■ **The request**
Reproduce every one of the entries below word for word, but leave the pictures out.

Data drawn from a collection
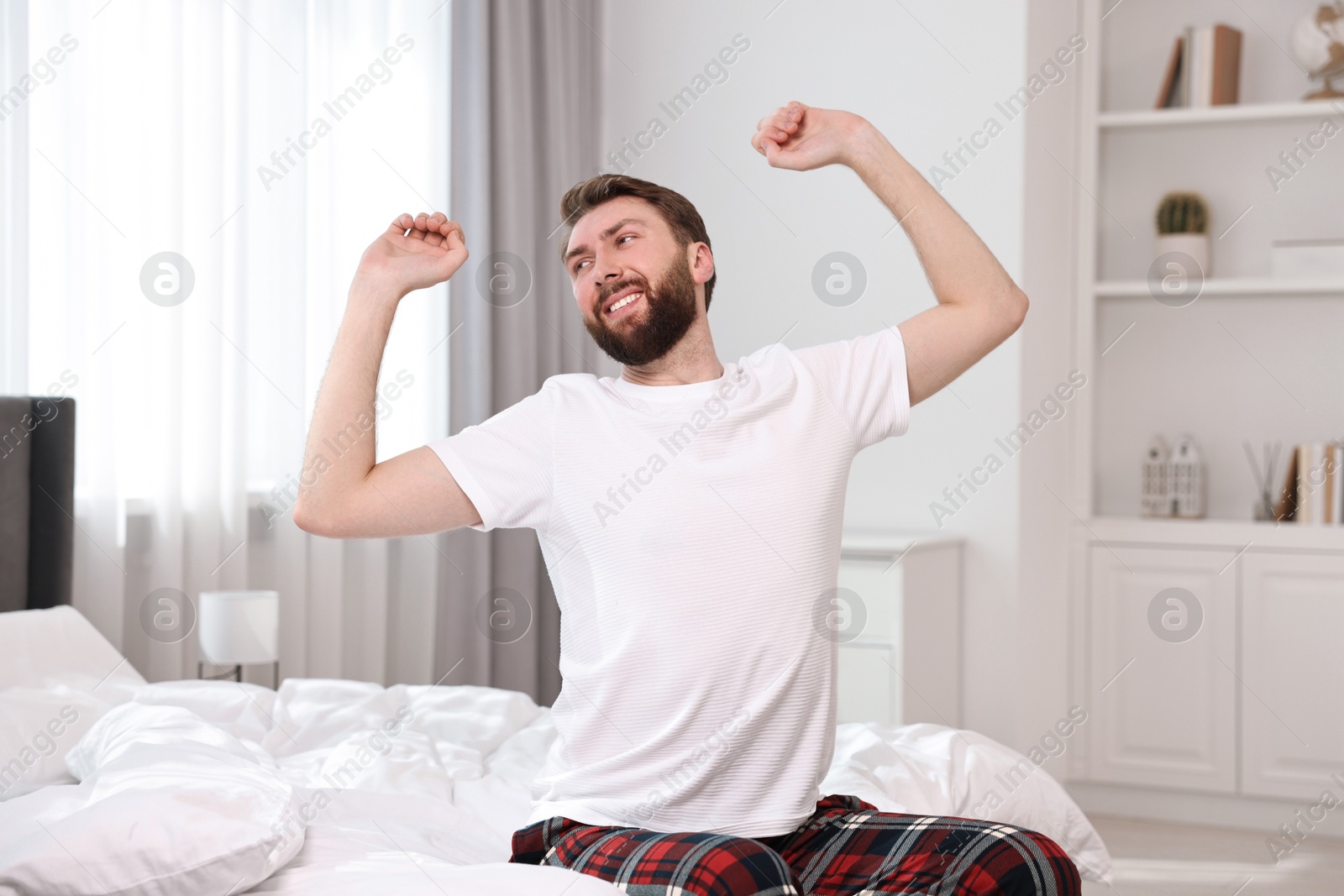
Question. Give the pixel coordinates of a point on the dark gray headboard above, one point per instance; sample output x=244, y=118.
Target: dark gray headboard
x=37, y=501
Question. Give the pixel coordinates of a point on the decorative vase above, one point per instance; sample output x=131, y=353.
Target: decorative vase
x=1196, y=246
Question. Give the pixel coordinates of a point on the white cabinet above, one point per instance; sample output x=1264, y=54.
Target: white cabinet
x=1294, y=672
x=904, y=663
x=1162, y=705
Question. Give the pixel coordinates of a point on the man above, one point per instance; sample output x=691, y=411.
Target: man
x=690, y=515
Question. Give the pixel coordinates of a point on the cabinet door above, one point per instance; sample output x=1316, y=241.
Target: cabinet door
x=1162, y=701
x=1294, y=673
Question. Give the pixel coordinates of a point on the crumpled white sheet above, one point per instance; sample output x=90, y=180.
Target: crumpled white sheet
x=351, y=788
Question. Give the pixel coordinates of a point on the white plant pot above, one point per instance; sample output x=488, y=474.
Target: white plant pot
x=1193, y=244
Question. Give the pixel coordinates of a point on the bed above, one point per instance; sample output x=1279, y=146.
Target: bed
x=111, y=785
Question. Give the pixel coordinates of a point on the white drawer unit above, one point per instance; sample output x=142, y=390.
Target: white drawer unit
x=898, y=611
x=1236, y=716
x=1163, y=705
x=1294, y=668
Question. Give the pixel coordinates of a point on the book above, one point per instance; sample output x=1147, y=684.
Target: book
x=1186, y=65
x=1200, y=67
x=1203, y=69
x=1335, y=484
x=1167, y=96
x=1225, y=66
x=1287, y=508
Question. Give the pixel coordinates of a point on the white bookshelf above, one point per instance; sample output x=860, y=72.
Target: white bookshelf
x=1254, y=359
x=1241, y=286
x=1226, y=371
x=1221, y=114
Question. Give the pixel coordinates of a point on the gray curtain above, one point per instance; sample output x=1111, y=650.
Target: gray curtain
x=526, y=128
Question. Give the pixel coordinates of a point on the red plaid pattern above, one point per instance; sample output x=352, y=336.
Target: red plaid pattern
x=847, y=848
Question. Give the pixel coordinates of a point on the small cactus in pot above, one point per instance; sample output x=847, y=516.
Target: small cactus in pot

■ **Complete answer**
Question. Give the pixel coordinates of a point on the dark gray headboard above, one point per instance; sample output x=244, y=118.
Target: dark gray headboard
x=37, y=501
Question. Give the pixel coordinates of a point on the decorative vase above, one point per instance; sample output x=131, y=353.
Target: decorative vase
x=1196, y=246
Question. Give the pixel coordinates of a point on the white cabinet above, one point per instance; sample output x=1264, y=54.
Target: white cabinet
x=1294, y=672
x=904, y=663
x=1162, y=705
Question. Give the pixel coordinates of a point on the man above, one point per instance; sample output x=691, y=411.
Target: man
x=690, y=515
Question. Give the pixel coordinates of a point on the cabinet door above, one point per instance; sample output x=1316, y=241.
Target: cabinet door
x=1162, y=701
x=1294, y=673
Question. Give the pixel coordinates of a point on the crumpled white sheet above, one point per instance; sample output x=90, y=180.
Target: crumpled white sheet
x=351, y=788
Question. Give the pixel coordinates of a point on the white plant pot above, one point per instance; sample output x=488, y=474.
Target: white plant pot
x=1193, y=244
Question. Give the pixel coordinates of a point on the bed above, one point per instance; sample output x=1279, y=146.
Target: bed
x=111, y=785
Question. Give the pixel coordinates of a point on the white drawer unit above, one point per instance; sample output x=142, y=390.
Target: white drawer unit
x=898, y=611
x=1236, y=716
x=1163, y=705
x=1294, y=668
Question. Give the pixel coordinates of a point on the book above, one point per instance; sample output x=1147, y=684.
Target: book
x=1186, y=65
x=1200, y=67
x=1203, y=69
x=1335, y=484
x=1167, y=96
x=1225, y=66
x=1287, y=508
Question. Give the pixel coordinates of a point on the white bookshelf above, one point per instance; sample output x=860, y=72.
Target: white bookshelf
x=1254, y=359
x=1241, y=286
x=1226, y=371
x=1221, y=114
Question. Give the pixel coordinates of a point on the gray curtain above, one point per instance; sample output x=1111, y=650.
Target: gray curtain
x=526, y=128
Question. Give the pixel coordinates of a point on the red plaid pattern above, one point per instance; sample output x=352, y=336.
Target: red plaid pattern
x=847, y=848
Question. Give the pixel coordinates of a point on the small cactus in pot above, one point per instance; sample output x=847, y=516.
Target: small cactus in pot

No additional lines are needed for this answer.